• _Stated exercise_: Reproduce the listing below verbatim in its entirety, leaving out the picture.

• _Supplied information_:
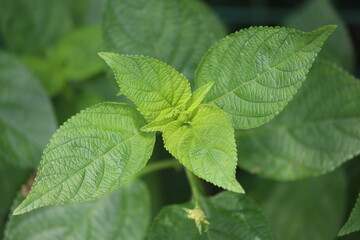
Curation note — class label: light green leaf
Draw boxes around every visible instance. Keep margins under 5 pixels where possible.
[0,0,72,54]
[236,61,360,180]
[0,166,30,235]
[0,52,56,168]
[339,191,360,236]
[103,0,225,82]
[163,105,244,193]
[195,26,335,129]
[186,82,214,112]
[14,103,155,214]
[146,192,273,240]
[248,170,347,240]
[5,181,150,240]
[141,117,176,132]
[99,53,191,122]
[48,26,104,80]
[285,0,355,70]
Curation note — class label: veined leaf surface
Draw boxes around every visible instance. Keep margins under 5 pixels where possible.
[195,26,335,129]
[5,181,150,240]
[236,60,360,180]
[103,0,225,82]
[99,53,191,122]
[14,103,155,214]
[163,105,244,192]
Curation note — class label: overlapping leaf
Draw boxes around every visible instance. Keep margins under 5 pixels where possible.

• _The completed task_:
Curation note — class label: light green leaf
Draw boxes around every visible instance. Keep margins under 5 pixels where possible.
[0,0,72,54]
[236,61,360,180]
[0,166,30,235]
[0,52,56,168]
[339,191,360,236]
[103,0,225,82]
[163,105,244,193]
[195,26,335,129]
[186,82,214,112]
[14,103,155,214]
[146,192,273,240]
[248,170,347,240]
[5,181,150,240]
[141,117,176,132]
[99,53,191,122]
[48,26,104,80]
[285,0,355,70]
Curation note — class label: veined leaf surface
Draw boxes around every visible instance. Keep margins under 5 pixels where possible.
[195,26,335,129]
[5,181,150,240]
[236,60,360,180]
[103,0,225,82]
[99,53,191,122]
[14,103,155,214]
[163,105,244,192]
Curation note — class label: overlapping leaf
Draw boxes around every visible instance. Keep margins under 5 pixels where possible.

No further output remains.